Rewrite all of the records below with each occurrence of "thickest part" swapped for "widest part", keeping everything else the same.
· · · ·
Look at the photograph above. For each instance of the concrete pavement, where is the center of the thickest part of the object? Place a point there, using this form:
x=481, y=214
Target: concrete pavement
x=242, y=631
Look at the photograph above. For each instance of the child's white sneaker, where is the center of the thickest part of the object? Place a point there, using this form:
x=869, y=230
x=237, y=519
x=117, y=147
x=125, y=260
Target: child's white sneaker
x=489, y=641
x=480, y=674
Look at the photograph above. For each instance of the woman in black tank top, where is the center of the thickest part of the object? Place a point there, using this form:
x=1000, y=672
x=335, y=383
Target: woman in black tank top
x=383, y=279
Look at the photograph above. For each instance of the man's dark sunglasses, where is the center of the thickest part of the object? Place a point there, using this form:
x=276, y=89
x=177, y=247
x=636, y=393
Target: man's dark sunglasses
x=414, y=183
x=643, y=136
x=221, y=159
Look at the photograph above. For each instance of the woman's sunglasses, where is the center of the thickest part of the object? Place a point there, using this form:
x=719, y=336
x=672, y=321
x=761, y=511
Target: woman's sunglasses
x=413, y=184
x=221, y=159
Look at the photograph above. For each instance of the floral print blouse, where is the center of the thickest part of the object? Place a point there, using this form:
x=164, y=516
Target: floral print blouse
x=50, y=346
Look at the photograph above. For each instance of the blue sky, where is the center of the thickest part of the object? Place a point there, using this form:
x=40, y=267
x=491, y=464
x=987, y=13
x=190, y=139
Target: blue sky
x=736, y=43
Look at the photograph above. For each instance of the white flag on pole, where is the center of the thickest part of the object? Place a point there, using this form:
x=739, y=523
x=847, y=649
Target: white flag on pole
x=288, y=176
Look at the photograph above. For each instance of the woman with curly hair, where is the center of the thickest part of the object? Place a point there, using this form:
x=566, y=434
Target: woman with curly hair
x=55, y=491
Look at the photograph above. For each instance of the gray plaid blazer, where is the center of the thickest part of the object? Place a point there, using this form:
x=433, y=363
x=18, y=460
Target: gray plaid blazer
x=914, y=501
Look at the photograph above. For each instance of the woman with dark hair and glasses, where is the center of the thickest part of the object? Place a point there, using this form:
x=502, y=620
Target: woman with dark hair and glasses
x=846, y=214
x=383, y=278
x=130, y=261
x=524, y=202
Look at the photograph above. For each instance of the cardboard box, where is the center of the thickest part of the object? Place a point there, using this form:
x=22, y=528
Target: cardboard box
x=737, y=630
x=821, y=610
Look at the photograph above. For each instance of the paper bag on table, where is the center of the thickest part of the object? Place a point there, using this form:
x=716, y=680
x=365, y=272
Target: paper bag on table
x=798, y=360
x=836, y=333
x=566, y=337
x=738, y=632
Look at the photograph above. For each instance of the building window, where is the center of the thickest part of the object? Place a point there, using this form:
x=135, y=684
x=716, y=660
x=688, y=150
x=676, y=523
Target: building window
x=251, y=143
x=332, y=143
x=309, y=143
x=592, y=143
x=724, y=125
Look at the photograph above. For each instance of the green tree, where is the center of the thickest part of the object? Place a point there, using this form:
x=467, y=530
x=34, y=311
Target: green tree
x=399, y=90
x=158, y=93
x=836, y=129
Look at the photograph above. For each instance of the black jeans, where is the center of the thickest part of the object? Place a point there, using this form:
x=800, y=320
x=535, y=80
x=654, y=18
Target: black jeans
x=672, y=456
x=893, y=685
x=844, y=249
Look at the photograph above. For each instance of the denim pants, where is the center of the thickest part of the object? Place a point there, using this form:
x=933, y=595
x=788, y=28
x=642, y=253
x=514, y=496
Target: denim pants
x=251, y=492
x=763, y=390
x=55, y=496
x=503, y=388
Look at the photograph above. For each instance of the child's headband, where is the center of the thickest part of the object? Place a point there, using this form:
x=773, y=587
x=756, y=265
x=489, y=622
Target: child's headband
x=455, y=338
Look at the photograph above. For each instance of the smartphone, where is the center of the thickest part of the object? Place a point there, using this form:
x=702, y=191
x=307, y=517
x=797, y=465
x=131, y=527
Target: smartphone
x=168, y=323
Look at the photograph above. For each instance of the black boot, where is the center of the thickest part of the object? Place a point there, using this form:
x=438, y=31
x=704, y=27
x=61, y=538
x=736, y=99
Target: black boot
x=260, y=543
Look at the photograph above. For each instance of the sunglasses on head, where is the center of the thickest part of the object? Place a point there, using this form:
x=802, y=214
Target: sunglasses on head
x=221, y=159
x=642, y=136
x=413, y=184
· · · ·
### Written solution
Look at the photograph above. For each instance of the concrete pavement, where is the center of the widest part of the object? Place a point there, using this form:
x=481, y=214
Target: concrete pavement
x=242, y=631
Look at the photograph above. For each instance of the child's white sneaker, where is the center of the widest part of the object? Place a point there, using this form:
x=869, y=230
x=237, y=519
x=117, y=147
x=125, y=260
Target: child's white sneaker
x=489, y=641
x=480, y=674
Look at the photograph above. For each instance of the woman in black tank top, where is the center of the widest part of the object? Place a point there, using this form:
x=1000, y=672
x=335, y=383
Target: woman in black tank top
x=383, y=279
Look at the photograph above. For each instance of the man's dark sunglasses, where is the center of the widest part of the object? Place a point there, using this form:
x=276, y=89
x=177, y=247
x=636, y=393
Target: man's dark sunglasses
x=414, y=183
x=643, y=136
x=221, y=159
Look at the photograph above. For each instance of the woman's sunglasses, where is the center of the widest part of the object? Place a point there, using this form:
x=719, y=336
x=672, y=321
x=761, y=511
Target: woman's sunglasses
x=413, y=184
x=221, y=159
Look at the photograph above. For each instance of the floral print blouse, where is the center of the widest part of the object? Place a point there, using this form:
x=164, y=516
Target: floral print blouse
x=50, y=346
Look at the photograph above. For each instance of the blue sky, where is the center of the widest part of the object? Place a point there, using this form:
x=40, y=267
x=491, y=464
x=987, y=13
x=190, y=139
Target: blue sky
x=736, y=43
Look at the photograph above. For each instance of the white flag on pole, where is the center of the widest part of the object? Place a point there, using this form:
x=739, y=523
x=847, y=649
Target: white flag on pole
x=288, y=176
Look at the photograph above. For each instance of the woman with curly hair, where is the center of the widest part of the object? Place a point there, using this form:
x=566, y=434
Target: woman with curly hair
x=55, y=491
Look at the photograph above. For each instance of the gray plaid blazer, where is the center of the widest part of the object? Place a point there, using this form:
x=433, y=363
x=18, y=460
Target: gray plaid blazer
x=914, y=501
Look at the photograph above. For each instance of the woman with dark hair and glasses, where is the center of the widest part of the object? Place a point there, using this form:
x=502, y=620
Target: woman with dark hair and glasses
x=846, y=214
x=383, y=278
x=130, y=261
x=524, y=202
Look at the photograph above. For each instance of the cardboard box, where is the center of the widest part of the object? Place a point there, using this form:
x=22, y=528
Target: cardboard box
x=737, y=630
x=821, y=610
Look at the photograph above. For each instance of the paper bag on table, where is the center of the widest part of the object? Place a point there, using this form:
x=716, y=680
x=365, y=272
Target: paper bag on table
x=798, y=360
x=836, y=333
x=566, y=337
x=738, y=632
Look at the photograph above. For each instance of the building window, where is the center of the widest part of the object? Place a point there, using this form:
x=135, y=684
x=716, y=660
x=688, y=150
x=676, y=523
Target: building window
x=251, y=143
x=332, y=143
x=309, y=143
x=592, y=143
x=724, y=125
Look at the photograph above. For each instance of the green tree, where is the center of the widest part of the object? Place a point there, using this form:
x=467, y=530
x=34, y=311
Target: green tree
x=399, y=90
x=158, y=93
x=836, y=129
Look at the photograph above. For each instance of the black jeans, where is the center of the widest part of the object? Place a point there, using this form:
x=800, y=320
x=535, y=80
x=654, y=18
Target: black jeans
x=672, y=456
x=893, y=685
x=844, y=249
Look at the photograph above. For each instance of the denim pants, where is the center of the widest part of the object? Place a point there, using this form:
x=933, y=595
x=788, y=28
x=642, y=253
x=514, y=496
Target: denim pants
x=251, y=492
x=763, y=390
x=55, y=496
x=503, y=388
Look at the photograph above. For each instance of the child's headband, where is the center of the widest part of the object? Place a point there, using this form:
x=773, y=587
x=756, y=265
x=489, y=622
Target: child's headband
x=455, y=338
Look at the photograph above. For each instance of the smartphone, where is the center of the widest part of the object? Place a point there, using this form:
x=702, y=191
x=307, y=517
x=797, y=465
x=131, y=527
Target: smartphone
x=168, y=323
Look at the photograph above. For each instance of the black boot, where is the center of the widest part of the object? Place a point there, using this form:
x=438, y=31
x=704, y=27
x=61, y=538
x=736, y=99
Target: black boot
x=260, y=543
Look at the photograph above. For each instance of the sunglasses on head, where is the center of the widest part of the object? Place a point there, using this form:
x=802, y=214
Target: sunglasses on head
x=221, y=159
x=642, y=136
x=413, y=184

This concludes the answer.